Reproduce all of the data below verbatim, line for line, with nothing changed.

###

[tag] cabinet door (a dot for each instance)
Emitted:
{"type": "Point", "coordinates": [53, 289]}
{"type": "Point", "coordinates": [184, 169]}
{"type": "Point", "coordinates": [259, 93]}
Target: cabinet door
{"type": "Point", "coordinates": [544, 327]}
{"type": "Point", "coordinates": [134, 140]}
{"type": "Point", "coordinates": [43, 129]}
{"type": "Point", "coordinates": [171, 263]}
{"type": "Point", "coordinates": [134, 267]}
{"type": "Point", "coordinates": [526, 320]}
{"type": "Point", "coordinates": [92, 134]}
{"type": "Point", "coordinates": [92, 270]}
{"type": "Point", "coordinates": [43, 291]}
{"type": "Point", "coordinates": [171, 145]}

###

**Answer to the task:**
[tag] cabinet door (a dot for each instance)
Emitted:
{"type": "Point", "coordinates": [53, 289]}
{"type": "Point", "coordinates": [184, 169]}
{"type": "Point", "coordinates": [259, 93]}
Target: cabinet door
{"type": "Point", "coordinates": [544, 327]}
{"type": "Point", "coordinates": [134, 140]}
{"type": "Point", "coordinates": [43, 129]}
{"type": "Point", "coordinates": [171, 263]}
{"type": "Point", "coordinates": [134, 267]}
{"type": "Point", "coordinates": [526, 320]}
{"type": "Point", "coordinates": [92, 134]}
{"type": "Point", "coordinates": [92, 270]}
{"type": "Point", "coordinates": [43, 291]}
{"type": "Point", "coordinates": [171, 145]}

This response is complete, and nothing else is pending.